EXTRACT PROVIDED
------------
Dense as always, eh, Whiting? Here, let me spell it out for you. Sound-out the hard words if they give you a problem:
Whether the fuel is regular old dirty diesel or special new clean diesel, whether it's burned in a TDI VW or a 350 Oldsmobile, it smells the same WHEN BURNED.
True- a well-tuned 60s car burning leaded racing fuel smells like heaven on earth, but a late-model Toyota under hard acceleration smells like a truckload of rotten eggs :-p
Maybe, but I really doubt it. For one thing, the raw FUEL will still smell horrible when you're re-filling the car. And the exhaust will still smell worse than a similarly-catalyzed and cleansed gasoline engine. Its just the nature of the fuel itself.
Well, yeah! An old Detroit exhaust note is an octave higher than the others at the same RPM, and 2-stroke diesel exhaust has a characteristic smell (the same applies to EMD locomotives versus GE). But I can't really tell a new 4-stroke Detroit Series 60 from a Cummins M-11 just by sound or smell.
------------
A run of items
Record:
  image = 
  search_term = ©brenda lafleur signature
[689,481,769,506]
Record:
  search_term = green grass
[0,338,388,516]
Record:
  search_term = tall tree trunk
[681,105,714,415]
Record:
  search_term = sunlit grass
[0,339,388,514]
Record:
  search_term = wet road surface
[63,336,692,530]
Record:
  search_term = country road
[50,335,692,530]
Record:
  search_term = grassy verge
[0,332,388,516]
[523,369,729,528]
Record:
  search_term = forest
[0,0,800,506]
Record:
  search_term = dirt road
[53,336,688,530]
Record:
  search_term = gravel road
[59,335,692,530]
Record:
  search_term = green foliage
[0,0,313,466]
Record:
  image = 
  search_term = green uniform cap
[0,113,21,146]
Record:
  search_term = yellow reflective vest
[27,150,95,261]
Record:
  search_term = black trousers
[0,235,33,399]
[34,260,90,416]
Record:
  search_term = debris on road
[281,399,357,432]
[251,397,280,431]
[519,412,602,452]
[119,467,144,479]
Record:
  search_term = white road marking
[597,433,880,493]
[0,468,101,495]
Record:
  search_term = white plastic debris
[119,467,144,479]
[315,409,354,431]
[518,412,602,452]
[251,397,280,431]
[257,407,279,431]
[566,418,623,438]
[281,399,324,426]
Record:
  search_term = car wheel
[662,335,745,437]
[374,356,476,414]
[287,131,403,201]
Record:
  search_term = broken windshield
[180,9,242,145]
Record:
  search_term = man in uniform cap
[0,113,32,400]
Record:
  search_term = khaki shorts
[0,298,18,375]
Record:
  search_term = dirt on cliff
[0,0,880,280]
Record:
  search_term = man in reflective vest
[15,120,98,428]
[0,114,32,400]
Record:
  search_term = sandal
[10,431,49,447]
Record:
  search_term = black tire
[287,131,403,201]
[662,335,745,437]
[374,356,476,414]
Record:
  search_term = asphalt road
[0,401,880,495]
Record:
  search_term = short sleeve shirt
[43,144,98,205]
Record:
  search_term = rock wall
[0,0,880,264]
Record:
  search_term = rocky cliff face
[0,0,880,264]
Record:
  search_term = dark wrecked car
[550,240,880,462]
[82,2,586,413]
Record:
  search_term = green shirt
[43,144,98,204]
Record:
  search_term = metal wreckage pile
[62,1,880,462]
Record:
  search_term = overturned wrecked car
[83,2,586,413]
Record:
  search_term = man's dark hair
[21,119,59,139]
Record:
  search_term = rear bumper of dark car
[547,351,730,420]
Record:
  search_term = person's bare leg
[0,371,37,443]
------------
YOUR OBJECTIVE
In the diesel smell discussion above, reproduce the passage from "True- a well-tuned" to "sound or smell." word for word.

WRITTEN SOLUTION
True- a well-tuned 60s car burning leaded racing fuel smells like heaven on earth, but a late-model Toyota under hard acceleration smells like a truckload of rotten eggs :-p
Maybe, but I really doubt it. For one thing, the raw FUEL will still smell horrible when you're re-filling the car. And the exhaust will still smell worse than a similarly-catalyzed and cleansed gasoline engine. Its just the nature of the fuel itself.
Well, yeah! An old Detroit exhaust note is an octave higher than the others at the same RPM, and 2-stroke diesel exhaust has a characteristic smell (the same applies to EMD locomotives versus GE). But I can't really tell a new 4-stroke Detroit Series 60 from a Cummins M-11 just by sound or smell.